Give the material once more, word for word, without any images.

[Location annotation dataset excerpts]
===============

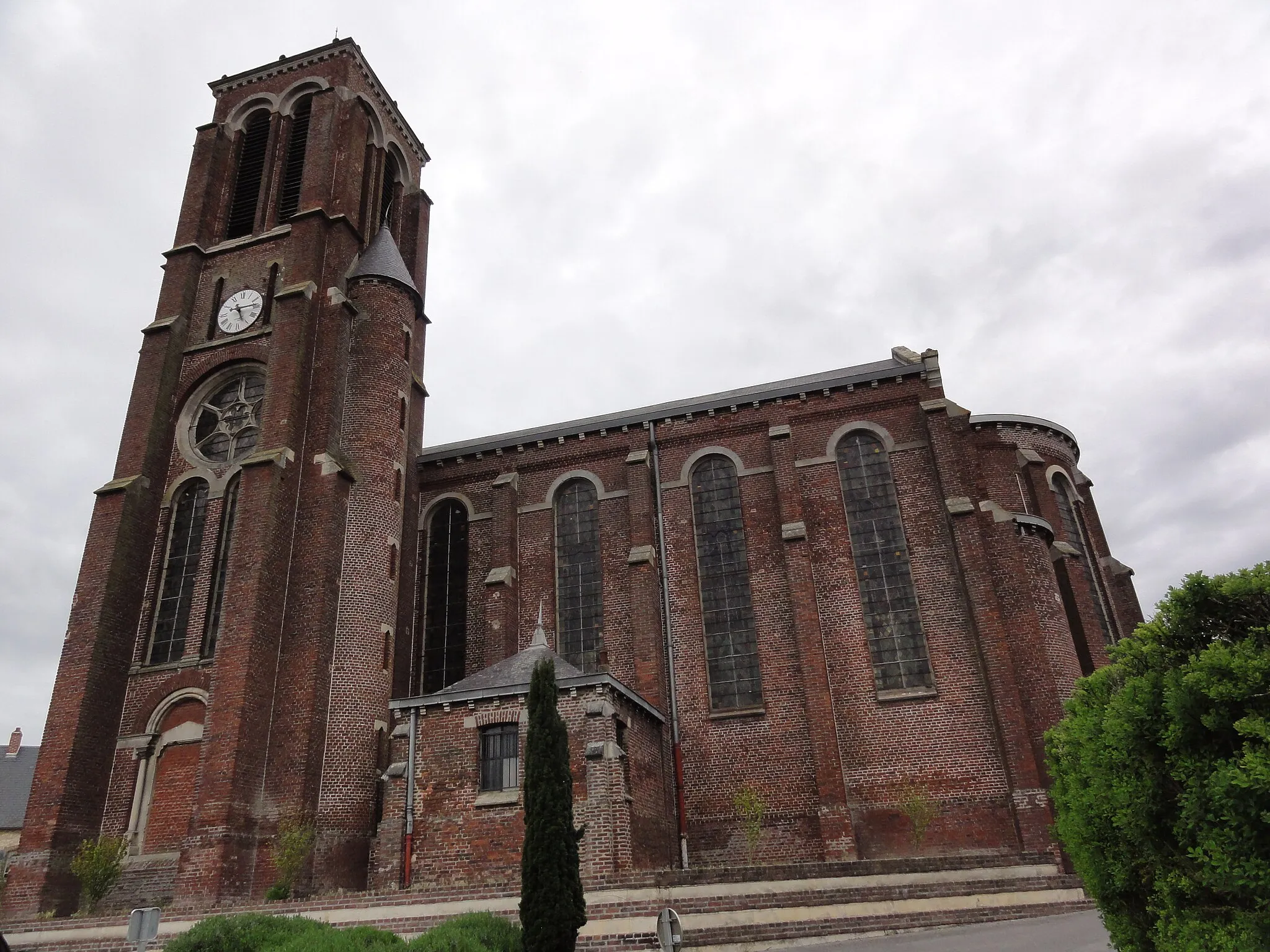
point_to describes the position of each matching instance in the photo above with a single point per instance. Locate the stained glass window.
(180, 566)
(579, 582)
(445, 625)
(888, 599)
(723, 571)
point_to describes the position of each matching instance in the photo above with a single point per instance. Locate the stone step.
(713, 914)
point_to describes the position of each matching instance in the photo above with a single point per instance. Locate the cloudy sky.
(646, 201)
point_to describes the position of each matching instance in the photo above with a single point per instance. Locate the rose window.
(228, 423)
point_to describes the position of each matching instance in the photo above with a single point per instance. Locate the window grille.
(180, 566)
(445, 627)
(228, 423)
(888, 599)
(294, 172)
(389, 188)
(229, 509)
(579, 579)
(251, 172)
(723, 570)
(1064, 496)
(499, 757)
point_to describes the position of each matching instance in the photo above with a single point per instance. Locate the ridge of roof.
(826, 380)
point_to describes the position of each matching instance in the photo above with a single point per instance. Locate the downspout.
(409, 801)
(681, 810)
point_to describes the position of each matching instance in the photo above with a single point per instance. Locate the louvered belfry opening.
(723, 574)
(887, 596)
(445, 624)
(294, 172)
(388, 190)
(180, 568)
(247, 186)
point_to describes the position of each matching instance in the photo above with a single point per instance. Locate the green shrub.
(1162, 774)
(361, 938)
(97, 866)
(251, 932)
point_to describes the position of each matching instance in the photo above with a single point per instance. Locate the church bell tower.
(244, 604)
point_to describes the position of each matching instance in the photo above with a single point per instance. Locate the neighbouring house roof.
(16, 776)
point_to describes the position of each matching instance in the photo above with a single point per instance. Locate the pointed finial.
(540, 637)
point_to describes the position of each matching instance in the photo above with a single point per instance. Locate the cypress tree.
(551, 904)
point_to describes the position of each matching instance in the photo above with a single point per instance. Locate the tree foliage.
(97, 866)
(1162, 774)
(553, 908)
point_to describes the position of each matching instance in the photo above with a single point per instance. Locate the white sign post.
(670, 932)
(143, 927)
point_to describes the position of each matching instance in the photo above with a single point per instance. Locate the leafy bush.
(1162, 774)
(249, 932)
(97, 866)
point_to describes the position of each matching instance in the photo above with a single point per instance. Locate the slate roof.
(381, 259)
(16, 777)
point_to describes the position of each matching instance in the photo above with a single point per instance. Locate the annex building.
(833, 596)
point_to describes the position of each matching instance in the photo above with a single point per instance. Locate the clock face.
(241, 311)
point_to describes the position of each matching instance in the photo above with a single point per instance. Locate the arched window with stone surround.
(723, 575)
(888, 598)
(579, 579)
(249, 175)
(1065, 498)
(180, 568)
(445, 621)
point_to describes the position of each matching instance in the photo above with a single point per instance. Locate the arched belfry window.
(389, 188)
(294, 172)
(888, 599)
(251, 173)
(579, 582)
(445, 622)
(216, 601)
(180, 568)
(723, 574)
(1065, 496)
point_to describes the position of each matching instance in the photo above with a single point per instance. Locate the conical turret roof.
(381, 259)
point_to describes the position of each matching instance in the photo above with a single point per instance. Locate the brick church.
(831, 594)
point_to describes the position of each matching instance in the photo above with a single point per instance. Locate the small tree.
(551, 904)
(751, 808)
(1162, 774)
(97, 866)
(921, 810)
(291, 850)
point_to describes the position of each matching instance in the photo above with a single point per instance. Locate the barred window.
(226, 426)
(180, 566)
(445, 625)
(1064, 496)
(499, 757)
(294, 172)
(251, 173)
(723, 571)
(579, 583)
(887, 596)
(216, 601)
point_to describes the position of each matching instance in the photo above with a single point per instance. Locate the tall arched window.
(294, 172)
(445, 622)
(1065, 495)
(216, 599)
(887, 596)
(389, 188)
(579, 582)
(251, 173)
(723, 574)
(180, 566)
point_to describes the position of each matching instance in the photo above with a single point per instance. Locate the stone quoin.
(841, 593)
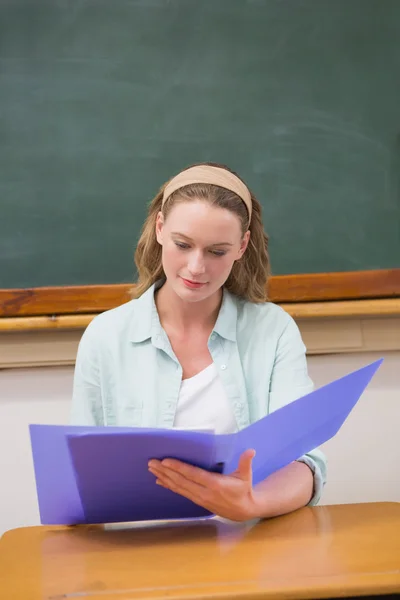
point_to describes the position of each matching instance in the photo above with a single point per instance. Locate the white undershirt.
(203, 403)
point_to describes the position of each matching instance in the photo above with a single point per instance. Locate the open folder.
(100, 474)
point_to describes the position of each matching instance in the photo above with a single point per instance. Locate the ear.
(159, 227)
(243, 245)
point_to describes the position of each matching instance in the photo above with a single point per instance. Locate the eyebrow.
(190, 239)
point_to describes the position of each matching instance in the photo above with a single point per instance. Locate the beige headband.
(213, 175)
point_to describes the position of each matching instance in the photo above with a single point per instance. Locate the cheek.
(172, 257)
(221, 266)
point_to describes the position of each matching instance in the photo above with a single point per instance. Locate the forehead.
(199, 217)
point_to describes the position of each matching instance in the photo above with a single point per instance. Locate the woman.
(200, 346)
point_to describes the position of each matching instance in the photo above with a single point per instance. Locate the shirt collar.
(146, 321)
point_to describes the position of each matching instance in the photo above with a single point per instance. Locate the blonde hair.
(249, 275)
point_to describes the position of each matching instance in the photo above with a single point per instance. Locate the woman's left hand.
(229, 496)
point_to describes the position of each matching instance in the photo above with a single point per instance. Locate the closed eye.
(181, 245)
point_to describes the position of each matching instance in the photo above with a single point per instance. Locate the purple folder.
(100, 474)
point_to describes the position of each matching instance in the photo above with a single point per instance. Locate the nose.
(196, 265)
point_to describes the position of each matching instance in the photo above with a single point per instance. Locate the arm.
(233, 496)
(284, 491)
(289, 381)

===============

### FULL ANSWER
point_to describes the position of each matching instance in the photo above with a single point per instance. Locate the stained glass window.
(180, 566)
(579, 582)
(445, 625)
(888, 599)
(723, 571)
point_to describes the position of each matching instance in the photo above with a single point per instance. Locate the stone step.
(713, 914)
point_to describes the position of each matching instance in the photo above with a single point per instance. Locate the cloudy sky.
(646, 201)
point_to describes the position of each matching instance in the photo above with a single point per instance. Locate the rose window.
(228, 423)
point_to describes the position of each matching instance in the photo above with a single point per instance. Locate the window grille.
(180, 566)
(445, 627)
(228, 423)
(888, 599)
(294, 172)
(389, 188)
(229, 509)
(579, 579)
(251, 172)
(723, 570)
(1064, 496)
(499, 757)
point_to describes the position of each matching instance in the photo above with a single point per instance. Locate the ridge of roof.
(826, 380)
point_to describes the position of each matching instance in the photo above with a single point per instance. Locate the downspout.
(409, 801)
(681, 810)
point_to describes the position of each matching instance in the photo above with a single point per instance. Locate the louvered belfry opening.
(723, 574)
(887, 596)
(445, 624)
(294, 172)
(388, 190)
(180, 568)
(247, 186)
point_to describes the position of each matching instance in the photo above with a single point per instance. Locate the green shrub.
(1162, 774)
(361, 938)
(97, 866)
(251, 932)
point_to describes the position of each matching instance in the photo above with a single point per instance. Locate the church bell tower.
(244, 604)
point_to describes the position of each matching instance in the photo above with a single point per instance. Locate the neighbouring house roof.
(16, 776)
point_to describes the position of each matching instance in the photo above with a single point per instance. Locate the pointed finial.
(540, 637)
point_to describes the position of each matching instance in the photo above with a single point per instance. Locate the cypress tree.
(551, 904)
point_to describes the position of each matching instance in the photo above with a single point per instance. Locate the tree foliage.
(97, 866)
(1162, 774)
(553, 908)
point_to describes the position of each matching instance in the photo above with a single point per instance. Locate the white sign post.
(670, 932)
(143, 927)
point_to describes the position of each matching instance in the photo above with a single point per instance. Locate the leafy bush.
(1162, 774)
(249, 932)
(97, 866)
point_to describes the position of each matching instance in the photo above with a single point per instance. Locate the slate roof.
(381, 259)
(16, 777)
point_to describes the position of each matching instance in the photo above with a single point per instance. Locate the annex building.
(833, 596)
point_to describes the position of each matching instance in the photo above with a single point per instance. Locate the clock face.
(241, 311)
point_to describes the position of each matching instance in the photo above with a single point per instance. Locate the arched window with stone surround.
(723, 575)
(888, 598)
(579, 579)
(249, 175)
(1065, 498)
(180, 568)
(445, 621)
point_to describes the position of each matching instance in the photo above with a single point per instance. Locate the arched belfry window.
(389, 188)
(294, 172)
(888, 599)
(251, 173)
(579, 582)
(445, 622)
(216, 601)
(180, 568)
(723, 574)
(1065, 496)
point_to describes the position of each matching instance in the photo above with a single point per instance. Locate the conical turret roof.
(381, 259)
point_to describes the position of each matching instance in the photo above with a single point per instance. Locate the brick church.
(831, 594)
point_to describes the position of each matching instance in the photo above with a single point per instance. Locate the small tree.
(551, 904)
(751, 808)
(1162, 774)
(97, 866)
(921, 810)
(291, 850)
point_to describes the position of each matching instance in the photo above with a single point per instance. Locate the barred window.
(226, 426)
(180, 566)
(445, 625)
(1064, 496)
(499, 757)
(294, 172)
(251, 173)
(723, 571)
(579, 583)
(887, 596)
(216, 601)
point_to describes the position of each matching instance in the photo above with a single point per instance. Locate the tall arched window.
(294, 172)
(445, 622)
(1065, 495)
(216, 599)
(887, 596)
(389, 188)
(579, 582)
(251, 173)
(723, 574)
(180, 566)
point_to describes the position of each matching instance in the photo above with a single point per instance. Locate the stone quoin.
(841, 593)
point_to describes the position of each matching instance in the photo above with a single point per instance. Locate the white undershirt.
(203, 403)
point_to describes the position of each matching instance in the photo above with a single point per instance. Locate the open folder.
(100, 474)
point_to describes the position of each matching instance in the photo above with a single point per instance. Locate the ear.
(159, 227)
(243, 245)
point_to describes the position of each matching instance in the photo above with a single point per instance. Locate the eyebrow.
(190, 239)
point_to describes the position of each matching instance in the photo above with a single point per instance. Locate the beige headband.
(213, 175)
point_to describes the position of each matching instance in the photo above with a single point per instance. Locate the cheek.
(172, 257)
(221, 266)
point_to describes the position of each matching instance in the photo above with a single point per instance. Locate the forehead.
(199, 217)
point_to describes the position of each matching instance in the photo above with a single point per instance. Locate the woman.
(200, 346)
point_to describes the position of each matching instance in the photo above with a single point per instance. Locate the shirt collar.
(146, 321)
point_to describes the position of each matching instance in the photo above with a single point per instance. Locate the blonde hair.
(249, 275)
point_to describes the position of each matching instance in the photo above with a single point per instance. Locate the woman's left hand.
(229, 496)
point_to describes the position of each matching instance in the photo above with a single point per instance. Locate the closed eye.
(181, 245)
point_to describes the position of each matching instance in the photo above with a single point per instance. Locate the purple folder.
(100, 474)
point_to describes the position of each matching instance in the photo above with a single point per instance. Locate the nose.
(196, 265)
point_to describes the position of each matching instance in the photo above with a single point per instance. Locate the arm.
(233, 496)
(284, 491)
(289, 381)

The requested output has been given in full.